## Dataset records about object locations:
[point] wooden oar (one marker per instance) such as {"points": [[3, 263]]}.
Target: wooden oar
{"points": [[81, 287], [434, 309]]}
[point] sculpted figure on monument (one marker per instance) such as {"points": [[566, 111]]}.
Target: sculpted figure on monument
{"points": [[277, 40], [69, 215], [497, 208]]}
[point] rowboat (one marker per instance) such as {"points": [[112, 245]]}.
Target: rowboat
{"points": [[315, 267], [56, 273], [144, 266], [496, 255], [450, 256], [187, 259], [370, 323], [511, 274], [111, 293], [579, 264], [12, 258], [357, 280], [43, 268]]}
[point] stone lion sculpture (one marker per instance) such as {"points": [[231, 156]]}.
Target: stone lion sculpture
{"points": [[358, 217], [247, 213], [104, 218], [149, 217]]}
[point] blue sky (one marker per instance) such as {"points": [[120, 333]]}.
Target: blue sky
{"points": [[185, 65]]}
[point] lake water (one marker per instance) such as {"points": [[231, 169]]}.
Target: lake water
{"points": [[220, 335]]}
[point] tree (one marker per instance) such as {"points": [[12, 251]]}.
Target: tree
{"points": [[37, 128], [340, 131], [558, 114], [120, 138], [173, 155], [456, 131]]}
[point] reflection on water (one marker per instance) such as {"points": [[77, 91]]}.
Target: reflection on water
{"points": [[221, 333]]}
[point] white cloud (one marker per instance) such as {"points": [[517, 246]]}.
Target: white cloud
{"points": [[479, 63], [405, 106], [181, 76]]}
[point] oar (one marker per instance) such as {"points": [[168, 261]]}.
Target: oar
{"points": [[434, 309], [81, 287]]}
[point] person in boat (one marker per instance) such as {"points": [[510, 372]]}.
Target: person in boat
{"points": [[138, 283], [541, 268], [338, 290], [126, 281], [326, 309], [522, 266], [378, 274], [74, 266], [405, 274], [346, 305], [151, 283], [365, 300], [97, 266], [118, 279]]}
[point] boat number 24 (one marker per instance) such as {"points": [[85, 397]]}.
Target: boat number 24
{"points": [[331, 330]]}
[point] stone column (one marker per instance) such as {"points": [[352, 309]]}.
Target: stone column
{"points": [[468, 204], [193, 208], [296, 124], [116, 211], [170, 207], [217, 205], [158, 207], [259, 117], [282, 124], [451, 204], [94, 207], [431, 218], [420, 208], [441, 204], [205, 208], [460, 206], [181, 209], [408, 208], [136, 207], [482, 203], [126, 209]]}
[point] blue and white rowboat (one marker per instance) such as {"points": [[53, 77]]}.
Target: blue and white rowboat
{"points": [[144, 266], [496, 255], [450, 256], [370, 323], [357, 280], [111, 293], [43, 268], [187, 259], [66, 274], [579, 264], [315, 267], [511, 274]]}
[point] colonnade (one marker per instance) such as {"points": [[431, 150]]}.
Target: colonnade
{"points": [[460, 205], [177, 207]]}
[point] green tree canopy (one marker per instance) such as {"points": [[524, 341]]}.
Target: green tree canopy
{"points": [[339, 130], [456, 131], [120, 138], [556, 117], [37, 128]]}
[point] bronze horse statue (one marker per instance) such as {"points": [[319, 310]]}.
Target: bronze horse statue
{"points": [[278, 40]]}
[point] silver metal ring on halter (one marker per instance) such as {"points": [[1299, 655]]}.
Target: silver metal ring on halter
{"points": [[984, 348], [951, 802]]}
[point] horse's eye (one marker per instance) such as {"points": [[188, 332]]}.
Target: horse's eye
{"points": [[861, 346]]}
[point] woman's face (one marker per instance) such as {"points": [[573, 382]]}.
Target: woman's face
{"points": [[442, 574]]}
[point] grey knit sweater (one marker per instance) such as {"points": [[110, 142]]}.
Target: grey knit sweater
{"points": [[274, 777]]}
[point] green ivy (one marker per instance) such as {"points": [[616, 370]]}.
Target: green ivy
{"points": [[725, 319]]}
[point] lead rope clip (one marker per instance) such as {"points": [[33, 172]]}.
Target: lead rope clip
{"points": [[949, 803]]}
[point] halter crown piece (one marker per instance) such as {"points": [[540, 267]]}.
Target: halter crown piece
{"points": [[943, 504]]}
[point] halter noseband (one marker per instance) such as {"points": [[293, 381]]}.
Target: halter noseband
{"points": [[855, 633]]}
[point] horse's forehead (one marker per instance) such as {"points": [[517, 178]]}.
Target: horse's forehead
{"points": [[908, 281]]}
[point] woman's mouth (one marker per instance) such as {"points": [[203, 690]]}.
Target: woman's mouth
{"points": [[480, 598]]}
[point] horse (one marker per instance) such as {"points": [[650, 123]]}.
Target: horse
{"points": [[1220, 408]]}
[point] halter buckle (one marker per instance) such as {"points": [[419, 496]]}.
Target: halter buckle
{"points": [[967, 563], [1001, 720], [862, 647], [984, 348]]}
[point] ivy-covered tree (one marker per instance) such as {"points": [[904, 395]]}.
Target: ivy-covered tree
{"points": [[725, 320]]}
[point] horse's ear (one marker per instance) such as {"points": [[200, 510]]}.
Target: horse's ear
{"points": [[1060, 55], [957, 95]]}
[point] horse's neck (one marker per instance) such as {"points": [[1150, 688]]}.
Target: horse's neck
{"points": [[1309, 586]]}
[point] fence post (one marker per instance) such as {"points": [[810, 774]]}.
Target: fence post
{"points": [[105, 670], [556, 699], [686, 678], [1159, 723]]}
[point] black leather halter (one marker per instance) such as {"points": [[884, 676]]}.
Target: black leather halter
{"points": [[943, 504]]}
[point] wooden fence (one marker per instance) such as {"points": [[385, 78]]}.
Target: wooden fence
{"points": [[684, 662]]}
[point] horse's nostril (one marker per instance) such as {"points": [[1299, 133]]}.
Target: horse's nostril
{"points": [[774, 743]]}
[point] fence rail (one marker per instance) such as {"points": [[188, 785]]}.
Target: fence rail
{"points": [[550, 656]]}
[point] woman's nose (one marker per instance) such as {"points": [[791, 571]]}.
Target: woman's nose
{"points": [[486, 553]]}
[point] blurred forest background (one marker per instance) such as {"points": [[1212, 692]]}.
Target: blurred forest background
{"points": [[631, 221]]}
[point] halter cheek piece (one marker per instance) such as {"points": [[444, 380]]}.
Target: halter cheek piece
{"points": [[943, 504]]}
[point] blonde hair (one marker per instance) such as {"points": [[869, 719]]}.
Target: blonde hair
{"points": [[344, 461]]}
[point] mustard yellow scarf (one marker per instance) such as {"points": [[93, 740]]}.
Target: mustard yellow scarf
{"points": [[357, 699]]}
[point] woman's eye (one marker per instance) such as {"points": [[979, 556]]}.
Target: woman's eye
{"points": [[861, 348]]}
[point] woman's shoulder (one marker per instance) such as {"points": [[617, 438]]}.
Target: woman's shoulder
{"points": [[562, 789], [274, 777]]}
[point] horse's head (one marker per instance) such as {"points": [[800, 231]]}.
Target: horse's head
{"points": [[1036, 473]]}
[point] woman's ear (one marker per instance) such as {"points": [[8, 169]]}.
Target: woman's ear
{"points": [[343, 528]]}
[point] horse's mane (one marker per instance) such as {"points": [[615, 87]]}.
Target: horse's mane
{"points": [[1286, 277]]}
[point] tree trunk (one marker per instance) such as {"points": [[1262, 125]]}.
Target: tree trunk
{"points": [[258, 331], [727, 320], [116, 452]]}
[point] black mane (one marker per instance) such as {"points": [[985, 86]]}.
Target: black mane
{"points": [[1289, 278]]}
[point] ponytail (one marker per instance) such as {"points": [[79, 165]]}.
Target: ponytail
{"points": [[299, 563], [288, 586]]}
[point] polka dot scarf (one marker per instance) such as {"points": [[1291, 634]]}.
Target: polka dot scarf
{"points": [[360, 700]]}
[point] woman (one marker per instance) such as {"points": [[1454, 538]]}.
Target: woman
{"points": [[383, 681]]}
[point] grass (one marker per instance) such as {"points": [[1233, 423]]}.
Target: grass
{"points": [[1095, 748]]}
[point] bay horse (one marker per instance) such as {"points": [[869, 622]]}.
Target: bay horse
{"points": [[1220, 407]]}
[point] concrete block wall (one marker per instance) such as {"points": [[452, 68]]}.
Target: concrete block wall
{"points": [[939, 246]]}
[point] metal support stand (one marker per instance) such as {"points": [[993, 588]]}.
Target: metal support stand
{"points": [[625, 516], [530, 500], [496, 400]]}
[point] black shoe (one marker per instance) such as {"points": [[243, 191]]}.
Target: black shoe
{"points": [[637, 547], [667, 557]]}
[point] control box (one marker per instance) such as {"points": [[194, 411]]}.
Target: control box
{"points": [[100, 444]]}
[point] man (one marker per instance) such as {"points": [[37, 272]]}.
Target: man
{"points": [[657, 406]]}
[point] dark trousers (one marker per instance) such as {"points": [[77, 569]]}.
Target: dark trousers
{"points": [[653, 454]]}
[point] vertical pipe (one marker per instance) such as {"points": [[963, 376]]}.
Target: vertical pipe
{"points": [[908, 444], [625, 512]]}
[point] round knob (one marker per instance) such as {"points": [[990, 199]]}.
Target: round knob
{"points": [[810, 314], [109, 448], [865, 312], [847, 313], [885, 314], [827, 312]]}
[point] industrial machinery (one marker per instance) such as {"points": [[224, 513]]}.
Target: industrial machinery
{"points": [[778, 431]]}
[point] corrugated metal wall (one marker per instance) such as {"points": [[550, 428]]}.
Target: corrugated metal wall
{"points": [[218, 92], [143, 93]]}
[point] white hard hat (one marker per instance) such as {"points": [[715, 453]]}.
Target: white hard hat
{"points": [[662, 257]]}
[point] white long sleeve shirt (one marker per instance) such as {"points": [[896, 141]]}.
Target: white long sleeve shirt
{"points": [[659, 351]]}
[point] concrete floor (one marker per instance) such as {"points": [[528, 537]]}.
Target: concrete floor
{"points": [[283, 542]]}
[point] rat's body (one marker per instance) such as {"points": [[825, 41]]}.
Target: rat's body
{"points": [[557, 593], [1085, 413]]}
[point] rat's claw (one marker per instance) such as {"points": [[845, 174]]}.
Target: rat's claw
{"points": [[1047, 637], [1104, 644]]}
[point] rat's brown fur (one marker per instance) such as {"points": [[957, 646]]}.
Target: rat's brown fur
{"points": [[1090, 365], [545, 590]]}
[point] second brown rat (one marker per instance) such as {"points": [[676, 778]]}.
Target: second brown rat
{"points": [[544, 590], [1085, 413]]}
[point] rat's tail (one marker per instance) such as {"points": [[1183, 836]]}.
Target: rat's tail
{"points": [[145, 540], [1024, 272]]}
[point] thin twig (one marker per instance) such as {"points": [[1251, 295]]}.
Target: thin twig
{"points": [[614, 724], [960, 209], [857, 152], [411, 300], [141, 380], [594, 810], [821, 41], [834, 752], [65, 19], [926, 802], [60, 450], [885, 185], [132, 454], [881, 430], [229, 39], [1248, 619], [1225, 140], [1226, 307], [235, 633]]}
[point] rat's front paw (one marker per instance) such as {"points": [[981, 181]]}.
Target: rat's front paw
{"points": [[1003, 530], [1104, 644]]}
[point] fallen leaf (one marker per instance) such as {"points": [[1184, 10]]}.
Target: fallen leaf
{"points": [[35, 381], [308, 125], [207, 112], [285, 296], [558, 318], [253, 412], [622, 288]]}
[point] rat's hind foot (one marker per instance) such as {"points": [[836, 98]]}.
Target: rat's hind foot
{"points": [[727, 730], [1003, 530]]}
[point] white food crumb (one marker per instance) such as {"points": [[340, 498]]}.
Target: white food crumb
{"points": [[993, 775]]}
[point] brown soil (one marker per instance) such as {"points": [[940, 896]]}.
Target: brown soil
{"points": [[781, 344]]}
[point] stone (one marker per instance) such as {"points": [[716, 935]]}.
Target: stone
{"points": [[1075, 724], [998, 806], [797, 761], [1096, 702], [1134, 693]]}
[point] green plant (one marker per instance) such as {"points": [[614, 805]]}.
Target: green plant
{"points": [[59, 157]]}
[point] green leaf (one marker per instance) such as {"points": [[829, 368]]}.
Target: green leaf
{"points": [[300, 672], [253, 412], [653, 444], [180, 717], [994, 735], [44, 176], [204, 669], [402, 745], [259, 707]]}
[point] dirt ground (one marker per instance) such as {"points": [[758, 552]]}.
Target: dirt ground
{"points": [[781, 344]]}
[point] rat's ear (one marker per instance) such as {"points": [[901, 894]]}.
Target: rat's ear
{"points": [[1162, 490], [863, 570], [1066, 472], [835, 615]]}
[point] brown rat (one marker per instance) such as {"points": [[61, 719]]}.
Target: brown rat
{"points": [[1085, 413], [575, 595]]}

## REQUIREMENT:
What needs duplicating is the run of lines from the one containing "[point] green leaf" through the last line of the entries above, exact and complete.

## SOLVED PROBLEM:
[point] green leaf (one marker per instance) such as {"points": [[829, 368]]}.
Target: green leaf
{"points": [[300, 672], [253, 412], [653, 444], [180, 717], [994, 735], [44, 176], [204, 669], [402, 745], [259, 707]]}
[point] dirt ground (one marker per instance) such as {"points": [[758, 552]]}.
Target: dirt ground
{"points": [[781, 344]]}
[point] rat's ear (one marker per instance) such as {"points": [[901, 894]]}.
Target: rat's ear
{"points": [[1162, 490], [863, 570], [1066, 472], [835, 615]]}
[point] brown rat (one marker per instance) such as {"points": [[61, 719]]}.
Target: brown rat
{"points": [[1085, 413], [575, 595]]}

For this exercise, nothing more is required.